Show each line of the entries below that contains the word "shadow", copying the whole line. Case counts.

┄┄┄┄┄┄┄┄┄┄

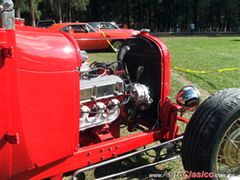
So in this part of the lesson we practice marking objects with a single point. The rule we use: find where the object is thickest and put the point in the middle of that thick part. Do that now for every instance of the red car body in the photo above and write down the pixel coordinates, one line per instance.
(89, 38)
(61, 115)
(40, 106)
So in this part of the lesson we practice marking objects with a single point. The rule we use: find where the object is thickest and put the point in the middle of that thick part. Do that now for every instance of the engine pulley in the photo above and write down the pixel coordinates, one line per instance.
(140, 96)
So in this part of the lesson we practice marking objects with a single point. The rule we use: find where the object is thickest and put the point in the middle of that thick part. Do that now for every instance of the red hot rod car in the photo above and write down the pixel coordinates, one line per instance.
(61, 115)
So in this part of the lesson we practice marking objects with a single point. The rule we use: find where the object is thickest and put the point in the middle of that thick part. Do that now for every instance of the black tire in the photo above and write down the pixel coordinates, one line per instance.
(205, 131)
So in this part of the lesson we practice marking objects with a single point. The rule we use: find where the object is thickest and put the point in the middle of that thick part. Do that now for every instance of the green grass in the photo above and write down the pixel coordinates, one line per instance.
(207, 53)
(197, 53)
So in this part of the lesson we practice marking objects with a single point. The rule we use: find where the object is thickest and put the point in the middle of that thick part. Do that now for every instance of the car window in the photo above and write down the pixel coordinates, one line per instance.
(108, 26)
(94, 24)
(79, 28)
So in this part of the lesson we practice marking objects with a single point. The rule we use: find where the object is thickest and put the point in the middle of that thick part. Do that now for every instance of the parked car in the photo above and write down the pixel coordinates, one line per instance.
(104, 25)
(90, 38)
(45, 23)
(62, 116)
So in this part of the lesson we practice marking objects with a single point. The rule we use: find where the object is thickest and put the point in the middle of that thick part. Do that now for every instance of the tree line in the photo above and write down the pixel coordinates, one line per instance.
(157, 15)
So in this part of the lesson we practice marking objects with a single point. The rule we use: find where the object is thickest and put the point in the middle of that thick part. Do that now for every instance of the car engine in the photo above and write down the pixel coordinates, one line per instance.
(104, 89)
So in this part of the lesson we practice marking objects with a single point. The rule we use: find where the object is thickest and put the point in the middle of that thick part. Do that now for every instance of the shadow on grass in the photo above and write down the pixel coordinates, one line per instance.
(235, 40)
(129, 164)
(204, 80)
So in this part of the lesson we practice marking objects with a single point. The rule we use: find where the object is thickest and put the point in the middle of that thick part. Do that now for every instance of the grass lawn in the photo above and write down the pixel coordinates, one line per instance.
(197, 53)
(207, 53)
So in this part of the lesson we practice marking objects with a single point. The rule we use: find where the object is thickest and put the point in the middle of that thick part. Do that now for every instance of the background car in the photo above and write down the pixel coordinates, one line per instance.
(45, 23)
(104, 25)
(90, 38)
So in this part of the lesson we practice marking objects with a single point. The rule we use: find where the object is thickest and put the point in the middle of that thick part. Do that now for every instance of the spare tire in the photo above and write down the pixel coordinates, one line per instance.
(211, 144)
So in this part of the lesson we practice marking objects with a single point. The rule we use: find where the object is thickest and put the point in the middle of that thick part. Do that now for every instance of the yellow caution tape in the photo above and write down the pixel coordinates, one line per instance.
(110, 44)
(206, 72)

┄┄┄┄┄┄┄┄┄┄

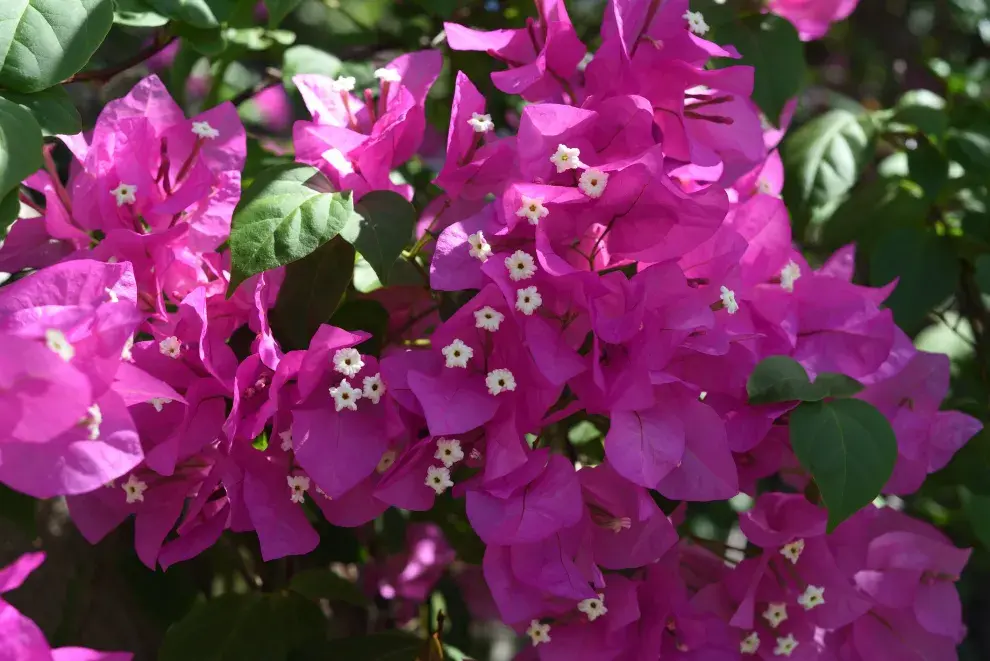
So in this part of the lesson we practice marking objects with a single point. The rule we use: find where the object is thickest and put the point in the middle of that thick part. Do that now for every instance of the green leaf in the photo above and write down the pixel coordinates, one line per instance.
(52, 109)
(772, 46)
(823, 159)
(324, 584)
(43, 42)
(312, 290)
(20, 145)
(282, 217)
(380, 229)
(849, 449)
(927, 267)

┄┄┄┄┄┄┄┄┄┄

■ RESULT:
So in this part of the lesson we practice marking objects with a single point. The rule we use: find where the object is thickest and put the point in the middle of that thick part. Do that now for every instance of the shadow on grass in the photo above and write down the pixel coordinates, one line per instance.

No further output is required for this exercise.